## START Data excerpts

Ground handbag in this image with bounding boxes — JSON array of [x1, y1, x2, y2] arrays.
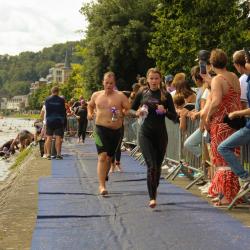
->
[[223, 115, 246, 130]]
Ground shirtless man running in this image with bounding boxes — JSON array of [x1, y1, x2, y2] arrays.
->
[[88, 72, 130, 195]]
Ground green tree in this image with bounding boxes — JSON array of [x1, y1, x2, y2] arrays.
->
[[81, 0, 159, 92], [149, 0, 250, 74]]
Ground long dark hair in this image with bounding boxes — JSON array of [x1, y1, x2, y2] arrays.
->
[[146, 68, 166, 102]]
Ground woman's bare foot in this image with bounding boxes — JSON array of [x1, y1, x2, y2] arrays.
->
[[115, 162, 122, 172], [109, 163, 115, 173], [149, 200, 156, 208], [99, 187, 108, 196]]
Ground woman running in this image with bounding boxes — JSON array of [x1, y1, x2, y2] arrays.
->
[[131, 68, 177, 208]]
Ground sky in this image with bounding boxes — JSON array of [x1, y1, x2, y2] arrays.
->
[[0, 0, 91, 55]]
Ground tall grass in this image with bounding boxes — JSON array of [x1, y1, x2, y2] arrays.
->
[[10, 147, 33, 170]]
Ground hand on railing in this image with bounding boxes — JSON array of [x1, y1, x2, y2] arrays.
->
[[156, 105, 167, 115]]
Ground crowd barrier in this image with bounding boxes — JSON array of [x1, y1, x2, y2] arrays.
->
[[123, 117, 250, 209], [73, 113, 250, 209]]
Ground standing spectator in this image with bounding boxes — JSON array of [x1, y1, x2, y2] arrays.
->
[[233, 50, 248, 109], [164, 75, 175, 93], [206, 49, 241, 206], [131, 68, 177, 208], [45, 87, 66, 160], [171, 73, 196, 103], [218, 54, 250, 194], [75, 100, 88, 143]]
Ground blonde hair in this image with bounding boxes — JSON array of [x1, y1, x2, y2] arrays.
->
[[146, 68, 166, 102], [103, 71, 115, 79], [173, 93, 185, 107], [172, 73, 186, 88], [172, 73, 195, 99]]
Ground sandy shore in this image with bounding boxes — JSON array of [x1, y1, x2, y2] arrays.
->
[[0, 148, 51, 250]]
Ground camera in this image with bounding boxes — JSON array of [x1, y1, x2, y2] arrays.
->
[[243, 48, 250, 63], [199, 60, 207, 75]]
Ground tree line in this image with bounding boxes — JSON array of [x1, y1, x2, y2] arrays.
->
[[0, 0, 250, 109]]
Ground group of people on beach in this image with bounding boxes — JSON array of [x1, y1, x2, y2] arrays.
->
[[29, 46, 250, 208], [88, 49, 250, 208]]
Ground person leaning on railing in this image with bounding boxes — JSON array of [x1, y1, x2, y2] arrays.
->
[[218, 51, 250, 192]]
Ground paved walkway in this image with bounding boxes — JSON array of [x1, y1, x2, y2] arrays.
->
[[31, 139, 250, 250]]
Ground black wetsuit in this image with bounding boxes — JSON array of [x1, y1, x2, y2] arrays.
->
[[131, 89, 178, 200], [75, 106, 88, 142]]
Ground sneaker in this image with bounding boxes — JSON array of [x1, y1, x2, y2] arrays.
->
[[56, 155, 63, 160]]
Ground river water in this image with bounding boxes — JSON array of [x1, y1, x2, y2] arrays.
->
[[0, 118, 35, 181]]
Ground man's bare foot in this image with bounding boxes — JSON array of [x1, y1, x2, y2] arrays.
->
[[99, 187, 108, 196], [149, 200, 156, 208]]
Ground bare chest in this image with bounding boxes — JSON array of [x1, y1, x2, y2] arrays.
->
[[96, 95, 121, 109]]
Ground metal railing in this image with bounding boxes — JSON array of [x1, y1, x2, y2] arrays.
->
[[124, 117, 250, 209]]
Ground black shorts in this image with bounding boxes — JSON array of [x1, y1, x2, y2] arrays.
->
[[46, 125, 64, 137], [94, 125, 122, 157]]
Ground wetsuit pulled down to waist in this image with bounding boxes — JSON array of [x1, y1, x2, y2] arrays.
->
[[94, 125, 122, 157]]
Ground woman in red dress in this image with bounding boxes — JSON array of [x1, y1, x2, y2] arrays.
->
[[206, 49, 241, 206]]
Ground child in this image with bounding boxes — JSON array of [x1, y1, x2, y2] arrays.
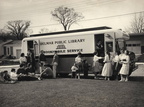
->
[[10, 68, 18, 83], [83, 59, 89, 78], [71, 63, 78, 78], [101, 52, 113, 80]]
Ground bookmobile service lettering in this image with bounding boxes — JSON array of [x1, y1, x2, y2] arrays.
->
[[40, 37, 93, 55]]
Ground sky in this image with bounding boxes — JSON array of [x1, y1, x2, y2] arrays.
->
[[0, 0, 144, 34]]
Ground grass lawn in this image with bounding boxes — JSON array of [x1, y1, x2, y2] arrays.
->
[[0, 77, 144, 107]]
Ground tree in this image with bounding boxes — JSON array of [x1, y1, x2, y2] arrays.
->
[[6, 20, 30, 40], [39, 28, 49, 33], [51, 6, 84, 31], [0, 29, 16, 41], [130, 12, 144, 33]]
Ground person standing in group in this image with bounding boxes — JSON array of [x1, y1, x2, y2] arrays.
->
[[75, 52, 82, 79], [101, 52, 113, 80], [83, 59, 89, 78], [10, 68, 18, 83], [112, 51, 120, 80], [96, 40, 104, 56], [52, 51, 59, 78], [120, 50, 130, 81], [39, 50, 46, 72], [92, 52, 103, 79], [28, 50, 35, 72], [117, 49, 125, 80], [71, 63, 78, 78], [19, 53, 27, 65]]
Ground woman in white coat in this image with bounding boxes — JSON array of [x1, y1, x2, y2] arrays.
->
[[120, 50, 130, 81], [101, 52, 113, 80]]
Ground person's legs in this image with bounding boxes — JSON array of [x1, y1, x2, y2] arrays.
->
[[53, 63, 57, 78], [120, 74, 124, 81], [125, 75, 128, 82]]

## END Data excerpts

What needs to be done:
Can you render all the records above as a two-column CSV with the columns label_text and bounding_boxes, one row per record? Put each value in a single quoted field, replace line breaks with spaces, and leave the pictures out.

Response for this exercise:
label_text,bounding_boxes
"Ground handbag in this image with bounding boxes — JSON array of [x1, y1, x2, y2] arrays. ->","[[223, 115, 246, 130]]"
"Ground shirtless man running in this image with bounding boxes — JSON array of [x1, y1, x2, y2] arrays. ->","[[88, 72, 130, 195]]"
"Ground green tree in this image with bounding boxes — JSON array of [x1, y1, x2, y2] arrays. ->","[[81, 0, 159, 92], [149, 0, 250, 74]]"
"Ground long dark hair in this image with bounding boxes — JSON array of [x1, y1, x2, y2] arrays. ->","[[146, 68, 166, 102]]"
"Ground woman's bare foot in this image with bounding boxes — JSON array of [x1, y1, x2, y2] arrays. ->","[[115, 162, 122, 172], [109, 163, 115, 173], [149, 200, 156, 208], [99, 187, 108, 196]]"
"Ground woman running in this image with bounding boxes — JSON array of [x1, y1, x2, y2] arrays. ->","[[131, 68, 177, 208]]"
"Ground sky in this image with bounding boxes — JSON array of [x1, y1, x2, y2] arrays. ->","[[0, 0, 91, 55]]"
"Ground tall grass in this image with bounding boxes — JSON array of [x1, y1, x2, y2] arrays. ->","[[10, 147, 33, 170]]"
"Ground hand on railing in this image with bounding boxes — JSON array of [x1, y1, x2, y2] arrays. ->","[[156, 105, 167, 115]]"
"Ground crowd barrier in this image with bounding boxes — JSON array of [x1, y1, x2, y2] arrays. ->","[[123, 117, 250, 209], [73, 113, 250, 209]]"
"Ground standing spectator in this image with bounding boxes — JSON array of [x1, y1, x2, y2] arrays. ->","[[233, 50, 248, 109], [164, 75, 175, 93], [206, 49, 241, 206], [131, 68, 177, 208], [45, 87, 66, 160], [171, 73, 196, 103], [218, 54, 250, 194], [75, 100, 88, 143]]"
"Ground blonde hair in this image with bounding boxes — JSON array of [x1, y1, x2, y2] arrays. ->","[[146, 68, 166, 102], [103, 71, 115, 79], [173, 93, 185, 107], [172, 73, 186, 88], [172, 73, 195, 99]]"
"Ground sandy shore in this image with bounding boxes — JSON array of [x1, y1, x2, y2] arrays. ->","[[0, 148, 51, 250]]"
"Ground camera in this image with bounding boxes — JSON array of [x1, y1, x2, y2] arrays. ->","[[243, 48, 250, 63], [199, 60, 207, 75]]"
"Ground tree line in this image with bounding boxes — JSON array of [x1, y1, x2, y2] arrays. ->","[[0, 0, 250, 109]]"
"Ground group of people on beach in this image with bounding boxes — JSON array of [x1, y1, x2, y2] arrays. ->","[[29, 46, 250, 208], [88, 49, 250, 208]]"
"Ground person leaning on railing in this image with bounding boxes — JSON array of [x1, y1, x2, y2] arrays. ->","[[218, 51, 250, 192]]"
"Ground paved walkway in this image with bounding boxes — JSON array of [x1, y1, x2, y2] arrays. ->","[[31, 139, 250, 250]]"
"Ground black wetsuit in this image with bounding boxes — JSON array of [x1, y1, x2, y2] arrays. ->","[[131, 89, 178, 200], [75, 106, 88, 142]]"
"Ground sneaker in this image with bounding boxes — JSON array of [x1, y1, x2, y2] arrays. ->","[[56, 155, 63, 160]]"
"Ground river water in this image with bounding boxes — JSON array of [x1, y1, x2, y2] arrays. ->","[[0, 118, 35, 181]]"
"Ground man's bare foot in this image with bounding boxes — JSON array of [x1, y1, x2, y2] arrays. ->","[[99, 187, 108, 196], [149, 200, 156, 208]]"
"Ground bare chest in this image with bounding boxes — JSON array of [x1, y1, x2, y2] arrays. ->","[[96, 95, 121, 109]]"
"Ground metal railing in this image with bounding boxes — JSON array of [x1, y1, x2, y2] arrays. ->","[[124, 117, 250, 209]]"
"Ground black shorts in this image with bounding boxes — JSON array of [x1, y1, x2, y2] arrays. ->","[[46, 125, 64, 137], [94, 125, 122, 157]]"
"Ground wetsuit pulled down to waist in this image with bounding boxes — JSON array of [x1, y1, x2, y2] arrays. ->","[[94, 125, 122, 157]]"
"Ground woman in red dress in this image with bounding boxes — JSON array of [x1, y1, x2, y2] arrays. ->","[[206, 49, 241, 206]]"
"Ground child in this image with bounding boxes — JSON array of [x1, y1, x2, y2] arrays. ->","[[10, 68, 18, 83], [83, 59, 89, 78], [71, 63, 78, 78], [101, 52, 113, 80]]"
"Ground bookmobile service lettering in this image with bounding boxes — JSON array of [x1, y1, x2, y2] arrays. ->","[[40, 37, 93, 55]]"
"Ground sky in this image with bounding boxes — JSON array of [x1, y1, x2, y2] arrays. ->","[[0, 0, 144, 34]]"
"Ground grass lawn in this image with bounding boxes — JSON array of [x1, y1, x2, y2] arrays. ->","[[0, 77, 144, 107]]"
"Ground tree in this image with bounding boxes — JSON array of [x1, y1, x2, y2] arrays. ->","[[6, 20, 30, 40], [39, 28, 49, 33], [51, 6, 84, 31], [0, 29, 16, 41], [130, 12, 144, 33]]"
"Ground person standing in group in this image with bounding boxes — JSON array of [x1, y1, x2, y2] arrays. ->","[[75, 52, 82, 79], [101, 52, 113, 80], [83, 59, 89, 78], [10, 68, 18, 83], [112, 51, 120, 80], [96, 40, 104, 56], [52, 51, 59, 78], [120, 50, 130, 81], [39, 50, 46, 72], [92, 52, 103, 79], [28, 50, 35, 72], [117, 49, 125, 80], [71, 63, 78, 78], [19, 53, 27, 65]]"
"Ground woman in white coat in this image with bounding boxes — JSON array of [x1, y1, x2, y2] arrays. ->","[[120, 50, 130, 81], [101, 52, 113, 80]]"
"Ground person's legs in this image with bounding boxes — JSON array of [x1, y1, x2, y2] arrays. ->","[[53, 63, 57, 78], [120, 74, 124, 81], [125, 75, 128, 82]]"